=== SELECTED TEXT ===

┄┄┄┄┄┄┄┄┄┄

Capital One Services, Inc. announced it will begin construction on a 121,000 square foot amenities facility, where its associates can eat at a food court, surf the World Wide Web at the Internet Cafe, visit the Company’s Human Resource Center or work up a sweat in a fitness center that includes aerobics, racquetball, basketball and volleyball courts.  Construction is expected to be completed by mid-year 1999.

The new building will be constructed at Renaissance Park, Capital One’s campus facility located in the Town & Country area.

“Capital One is committed to being the best place to work in the Tampa Bay area.  Not only do we offer challenging career opportunities, but Capital One prides itself on offering outstanding compensation and incentives, and a wide range of benefits, including three weeks vacation, for our associates.  We hope that this facility will serve as a community center for all Capital One associates,” said Dennis Liberson, Senior Vice President for Human Resources.

┄┄┄┄┄┄┄┄┄┄

=== STORED ROWS ===
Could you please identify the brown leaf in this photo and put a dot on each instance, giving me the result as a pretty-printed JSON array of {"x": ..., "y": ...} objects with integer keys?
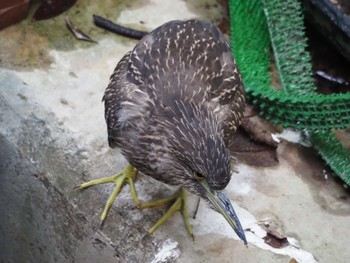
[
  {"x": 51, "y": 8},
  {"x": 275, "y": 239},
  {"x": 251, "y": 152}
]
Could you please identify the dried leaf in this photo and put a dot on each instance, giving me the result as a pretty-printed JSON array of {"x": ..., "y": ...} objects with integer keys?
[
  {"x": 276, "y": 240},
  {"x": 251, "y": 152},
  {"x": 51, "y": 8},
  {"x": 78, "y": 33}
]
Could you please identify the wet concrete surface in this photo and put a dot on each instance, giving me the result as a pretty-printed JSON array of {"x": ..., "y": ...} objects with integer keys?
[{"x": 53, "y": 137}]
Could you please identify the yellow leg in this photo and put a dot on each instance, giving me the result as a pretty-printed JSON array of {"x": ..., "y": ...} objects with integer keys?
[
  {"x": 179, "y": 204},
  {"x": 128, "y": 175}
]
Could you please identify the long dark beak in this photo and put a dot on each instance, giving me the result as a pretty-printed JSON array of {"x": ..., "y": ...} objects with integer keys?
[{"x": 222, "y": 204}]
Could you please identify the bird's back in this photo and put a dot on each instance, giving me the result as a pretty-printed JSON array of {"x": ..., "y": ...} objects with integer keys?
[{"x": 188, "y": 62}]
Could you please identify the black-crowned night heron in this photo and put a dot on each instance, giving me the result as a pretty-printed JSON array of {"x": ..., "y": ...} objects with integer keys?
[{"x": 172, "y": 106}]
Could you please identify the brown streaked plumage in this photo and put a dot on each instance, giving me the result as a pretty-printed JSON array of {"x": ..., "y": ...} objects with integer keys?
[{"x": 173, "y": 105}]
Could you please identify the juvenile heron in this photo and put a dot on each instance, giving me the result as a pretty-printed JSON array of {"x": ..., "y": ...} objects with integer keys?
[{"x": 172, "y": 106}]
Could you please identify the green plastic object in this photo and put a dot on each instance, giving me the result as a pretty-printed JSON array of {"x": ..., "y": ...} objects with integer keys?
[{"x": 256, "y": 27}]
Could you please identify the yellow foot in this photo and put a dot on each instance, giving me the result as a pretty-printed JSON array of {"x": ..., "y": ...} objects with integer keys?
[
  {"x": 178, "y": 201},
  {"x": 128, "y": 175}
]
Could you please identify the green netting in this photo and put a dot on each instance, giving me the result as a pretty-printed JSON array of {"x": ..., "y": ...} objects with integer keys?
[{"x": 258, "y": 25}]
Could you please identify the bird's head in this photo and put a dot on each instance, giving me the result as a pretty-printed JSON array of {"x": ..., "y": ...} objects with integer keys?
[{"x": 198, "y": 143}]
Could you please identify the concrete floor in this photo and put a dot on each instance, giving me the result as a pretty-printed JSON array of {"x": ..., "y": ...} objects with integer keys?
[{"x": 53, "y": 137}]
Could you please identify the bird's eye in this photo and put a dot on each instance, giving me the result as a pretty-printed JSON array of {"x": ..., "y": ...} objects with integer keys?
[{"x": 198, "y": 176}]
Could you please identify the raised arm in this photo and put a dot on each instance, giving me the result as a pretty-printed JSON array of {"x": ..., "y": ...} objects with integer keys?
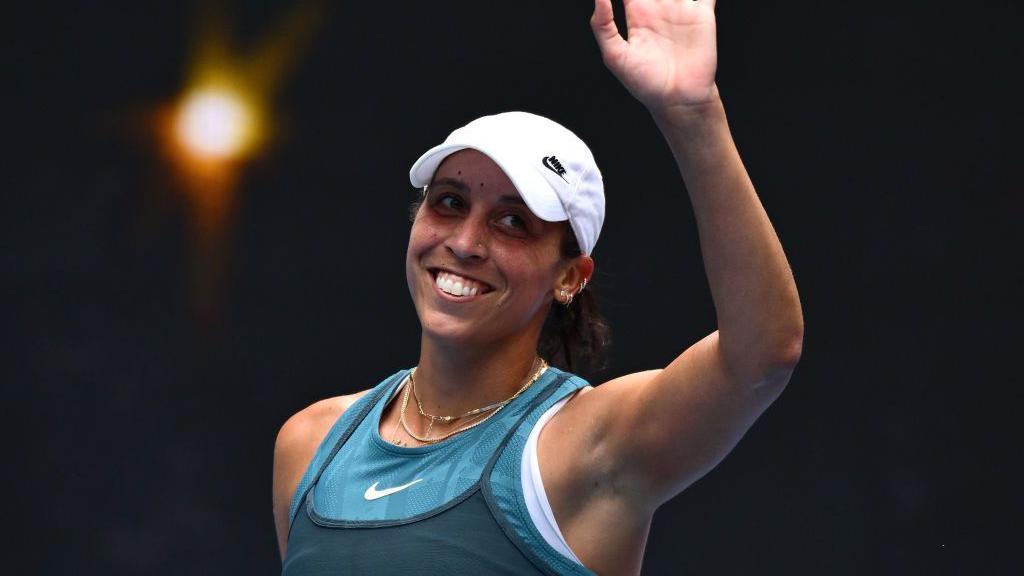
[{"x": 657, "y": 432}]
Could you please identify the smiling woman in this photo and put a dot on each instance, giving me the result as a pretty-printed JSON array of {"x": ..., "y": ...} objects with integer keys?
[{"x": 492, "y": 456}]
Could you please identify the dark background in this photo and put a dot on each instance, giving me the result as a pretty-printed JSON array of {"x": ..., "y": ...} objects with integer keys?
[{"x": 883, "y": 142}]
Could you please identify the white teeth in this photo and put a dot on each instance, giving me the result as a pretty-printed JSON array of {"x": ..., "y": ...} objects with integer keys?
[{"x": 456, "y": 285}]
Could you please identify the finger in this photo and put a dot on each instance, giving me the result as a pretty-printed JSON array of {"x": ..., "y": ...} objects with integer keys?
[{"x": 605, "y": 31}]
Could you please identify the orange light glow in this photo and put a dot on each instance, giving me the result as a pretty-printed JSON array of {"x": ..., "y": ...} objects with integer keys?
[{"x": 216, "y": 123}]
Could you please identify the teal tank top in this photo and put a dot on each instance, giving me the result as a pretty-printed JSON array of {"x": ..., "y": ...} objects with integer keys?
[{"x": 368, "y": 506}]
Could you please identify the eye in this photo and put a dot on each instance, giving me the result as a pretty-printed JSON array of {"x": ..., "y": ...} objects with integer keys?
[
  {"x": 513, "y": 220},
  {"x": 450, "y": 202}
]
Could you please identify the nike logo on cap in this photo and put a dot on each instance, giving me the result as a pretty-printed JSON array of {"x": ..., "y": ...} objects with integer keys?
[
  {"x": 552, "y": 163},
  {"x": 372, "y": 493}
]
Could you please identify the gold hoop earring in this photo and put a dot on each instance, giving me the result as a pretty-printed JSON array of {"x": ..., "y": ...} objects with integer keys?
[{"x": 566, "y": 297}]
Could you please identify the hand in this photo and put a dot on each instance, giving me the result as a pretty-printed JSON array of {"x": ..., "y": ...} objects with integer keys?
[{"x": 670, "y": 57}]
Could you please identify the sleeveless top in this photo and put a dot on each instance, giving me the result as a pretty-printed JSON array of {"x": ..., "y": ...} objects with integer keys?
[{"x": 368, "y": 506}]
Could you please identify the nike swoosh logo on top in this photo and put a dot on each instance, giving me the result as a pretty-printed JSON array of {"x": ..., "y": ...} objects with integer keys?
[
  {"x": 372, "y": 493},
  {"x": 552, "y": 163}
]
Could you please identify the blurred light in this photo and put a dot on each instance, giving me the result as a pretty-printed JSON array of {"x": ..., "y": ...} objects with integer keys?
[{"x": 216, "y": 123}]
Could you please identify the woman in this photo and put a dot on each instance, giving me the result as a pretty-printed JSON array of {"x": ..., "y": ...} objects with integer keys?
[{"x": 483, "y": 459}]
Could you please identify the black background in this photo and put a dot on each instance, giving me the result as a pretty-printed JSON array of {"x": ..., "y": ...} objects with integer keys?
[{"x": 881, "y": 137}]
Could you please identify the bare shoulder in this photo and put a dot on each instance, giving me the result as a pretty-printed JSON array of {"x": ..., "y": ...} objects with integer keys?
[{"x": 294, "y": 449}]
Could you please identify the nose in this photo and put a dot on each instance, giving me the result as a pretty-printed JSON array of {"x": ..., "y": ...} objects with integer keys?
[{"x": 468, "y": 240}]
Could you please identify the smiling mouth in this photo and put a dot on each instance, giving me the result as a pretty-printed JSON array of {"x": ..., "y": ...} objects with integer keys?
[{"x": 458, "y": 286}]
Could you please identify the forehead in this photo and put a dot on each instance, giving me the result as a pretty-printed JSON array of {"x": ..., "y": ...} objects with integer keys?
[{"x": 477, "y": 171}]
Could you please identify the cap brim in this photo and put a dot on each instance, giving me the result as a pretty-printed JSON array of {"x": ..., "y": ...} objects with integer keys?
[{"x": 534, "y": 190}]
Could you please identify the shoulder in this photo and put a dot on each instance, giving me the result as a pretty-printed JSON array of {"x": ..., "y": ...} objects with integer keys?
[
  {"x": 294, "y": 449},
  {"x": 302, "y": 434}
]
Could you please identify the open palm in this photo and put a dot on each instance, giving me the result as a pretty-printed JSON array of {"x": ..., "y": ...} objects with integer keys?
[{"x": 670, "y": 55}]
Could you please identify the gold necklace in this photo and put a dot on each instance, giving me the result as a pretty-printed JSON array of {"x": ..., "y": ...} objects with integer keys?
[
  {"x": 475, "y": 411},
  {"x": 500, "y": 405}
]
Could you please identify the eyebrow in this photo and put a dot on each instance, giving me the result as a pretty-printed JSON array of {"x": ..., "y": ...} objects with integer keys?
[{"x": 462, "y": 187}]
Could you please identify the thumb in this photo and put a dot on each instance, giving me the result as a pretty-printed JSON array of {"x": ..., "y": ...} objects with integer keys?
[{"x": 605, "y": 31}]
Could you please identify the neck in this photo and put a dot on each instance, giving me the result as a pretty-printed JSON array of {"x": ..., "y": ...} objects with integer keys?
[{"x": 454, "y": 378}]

┄┄┄┄┄┄┄┄┄┄

Please quote the Capital One announcement above word for word, between "The new building" and "for Human Resources.", inclusive.

The new building will be constructed at Renaissance Park, Capital One’s campus facility located in the Town & Country area.

“Capital One is committed to being the best place to work in the Tampa Bay area.  Not only do we offer challenging career opportunities, but Capital One prides itself on offering outstanding compensation and incentives, and a wide range of benefits, including three weeks vacation, for our associates.  We hope that this facility will serve as a community center for all Capital One associates,” said Dennis Liberson, Senior Vice President for Human Resources.